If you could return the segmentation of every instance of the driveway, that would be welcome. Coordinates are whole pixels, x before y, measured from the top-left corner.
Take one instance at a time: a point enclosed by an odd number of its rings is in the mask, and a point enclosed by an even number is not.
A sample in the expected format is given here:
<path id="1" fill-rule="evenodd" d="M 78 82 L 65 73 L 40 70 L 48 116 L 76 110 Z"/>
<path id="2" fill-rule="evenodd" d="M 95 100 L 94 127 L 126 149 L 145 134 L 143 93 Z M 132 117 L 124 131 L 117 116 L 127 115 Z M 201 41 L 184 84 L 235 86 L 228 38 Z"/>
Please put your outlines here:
====================
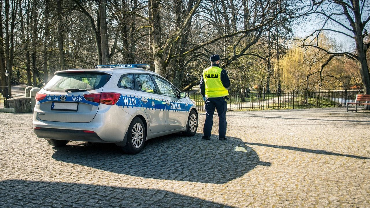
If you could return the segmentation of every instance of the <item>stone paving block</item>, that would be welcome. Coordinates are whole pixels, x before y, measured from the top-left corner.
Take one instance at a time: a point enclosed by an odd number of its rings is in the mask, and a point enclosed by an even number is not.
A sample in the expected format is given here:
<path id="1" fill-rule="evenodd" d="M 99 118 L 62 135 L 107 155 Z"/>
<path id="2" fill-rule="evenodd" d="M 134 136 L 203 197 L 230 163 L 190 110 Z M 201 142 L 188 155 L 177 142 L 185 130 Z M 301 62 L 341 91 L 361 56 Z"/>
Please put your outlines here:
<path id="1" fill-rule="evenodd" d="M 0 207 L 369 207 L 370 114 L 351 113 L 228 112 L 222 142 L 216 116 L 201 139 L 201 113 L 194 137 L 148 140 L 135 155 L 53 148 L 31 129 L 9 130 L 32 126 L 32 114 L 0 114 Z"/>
====================
Write out the lines starting at the one containing "the driveway, that" and ending at the one containing "70 L 48 116", switching "instance" to "occurrence" and leaving everything else unchanged.

## ANSWER IN FULL
If you could return the segmentation of every occurrence of the driveway, that would be welcome. Coordinates are whole pixels, x before y, measured from the top-left corner.
Take one occurrence at a time: a point enclosed by an odd number of its rings is in the mask, and a point enclosed by an even number is not.
A sample in the expected format is given here:
<path id="1" fill-rule="evenodd" d="M 78 82 L 65 73 L 40 70 L 48 116 L 76 110 Z"/>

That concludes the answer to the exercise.